=== Stated task 1 ===
In the listing, from the line containing "the river water" through the end of the listing, swap "Keep to" for "Use only". Reproduce those lines with nothing else altered.

=== Text to read ===
_ _ _

Using the Application

The application workflow is straightforward.

  1. Launch the application.
  2. Click on Browse Models. When the file dialog opens, navigate to the directory containing your ASR model and click Select Folder.
  3. Next, click on Browse Files. When the file dialog open, navigate to the audio file that you want to run inference on and click Open.
  4. Now that you've selected your model and audio file, click Run. This will kick off the inference workflow. The GUI will display the notification" Running inference...this might take while.... Bear in mind that inference might take several minutes depending on the length of the audio sample, as well as the values chosen for CHUNK_LENGTH, STRIDE_START, and STRIDE_END.
  5. Once inference is complete, click on Save To File if you want to save the generated text transcription.
  6. Click on Reset to reset the application for a new inference run.

To reiterate, it can take several minutes to generate a text transcription. For example, the screenshot in the Introduction shows an inference run that took 208 seconds to complete, or ~3.5 minutes. I conducted the run on this Spanish language audio sample from the news channel DW. You will note that the audio sample itself has a duration of 221 seconds. You might consider experimenting with the chunk length and stride values to examine the relationship between the final inference result and the time required to generate the result with respect to your particular ASR model.

Conclusion and Next Steps

I didn't originally plan on writing this third guide on working with wav2vec2. However, I think it is worthwhile to walk through how a practical ASR application can be built. There are any number of follow-up projects that you may wish to undertake following this guide, such as a web version of the application and/or modifying the logic to run live inference instead of waiting to display the complete transcription. As always, I hope you found this guide to be useful and happy building!

_ _ _

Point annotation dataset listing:

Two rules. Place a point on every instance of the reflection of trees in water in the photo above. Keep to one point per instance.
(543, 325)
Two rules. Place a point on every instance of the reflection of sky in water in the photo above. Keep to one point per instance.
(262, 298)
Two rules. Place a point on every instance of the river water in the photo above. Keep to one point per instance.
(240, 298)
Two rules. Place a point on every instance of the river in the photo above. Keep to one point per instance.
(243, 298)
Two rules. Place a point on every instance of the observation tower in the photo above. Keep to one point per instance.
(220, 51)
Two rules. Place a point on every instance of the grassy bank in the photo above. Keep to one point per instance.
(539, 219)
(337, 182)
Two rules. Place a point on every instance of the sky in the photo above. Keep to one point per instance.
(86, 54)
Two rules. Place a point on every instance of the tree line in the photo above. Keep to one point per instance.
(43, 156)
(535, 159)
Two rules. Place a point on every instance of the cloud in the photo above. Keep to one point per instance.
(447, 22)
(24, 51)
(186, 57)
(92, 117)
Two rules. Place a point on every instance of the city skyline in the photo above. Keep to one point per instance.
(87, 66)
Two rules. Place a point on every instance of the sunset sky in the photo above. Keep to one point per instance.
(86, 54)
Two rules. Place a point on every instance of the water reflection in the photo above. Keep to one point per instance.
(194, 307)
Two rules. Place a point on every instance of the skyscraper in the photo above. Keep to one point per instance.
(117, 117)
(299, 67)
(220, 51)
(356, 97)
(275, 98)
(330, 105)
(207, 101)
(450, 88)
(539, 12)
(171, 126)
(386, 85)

_ _ _

=== Stated task 2 ===
Extract the passage of the application guide from "4. Now that" to "new inference run.", copying it word for word.

=== Full output 1 ===
Two rules. Place a point on every instance of the river water in the photo above. Use only one point per instance.
(240, 298)
Two rules. Place a point on every instance of the river in the photo above. Use only one point per instance.
(243, 298)
Two rules. Place a point on every instance of the observation tower in the photo above. Use only one point per instance.
(220, 51)
Two rules. Place a point on every instance of the grassy bank in the photo above. Use only one point per instance.
(539, 219)
(337, 182)
Two rules. Place a point on every instance of the sky in the photo above. Use only one point per instance.
(86, 54)
Two rules. Place a point on every instance of the tree line in the photo above. Use only one point per instance.
(43, 156)
(535, 159)
Two rules. Place a point on every instance of the cloud in the photo above. Use only one point per instance.
(447, 22)
(24, 51)
(186, 57)
(92, 117)
Two rules. Place a point on every instance of the city skyline in the photo above. Use only one point per instance.
(87, 66)
Two rules. Place a point on every instance of the sunset sky in the photo above. Use only one point per instance.
(86, 54)
Two rules. Place a point on every instance of the water reflection in the photo above. Use only one point per instance.
(194, 307)
Two rules. Place a point on every instance of the skyscraper in the photo above. Use only one point per instance.
(117, 117)
(299, 67)
(220, 51)
(356, 97)
(275, 98)
(330, 105)
(207, 101)
(450, 88)
(539, 12)
(171, 126)
(386, 85)

=== Full output 2 ===
4. Now that you've selected your model and audio file, click Run. This will kick off the inference workflow. The GUI will display the notification" Running inference...this might take while.... Bear in mind that inference might take several minutes depending on the length of the audio sample, as well as the values chosen for CHUNK_LENGTH, STRIDE_START, and STRIDE_END.
  5. Once inference is complete, click on Save To File if you want to save the generated text transcription.
  6. Click on Reset to reset the application for a new inference run.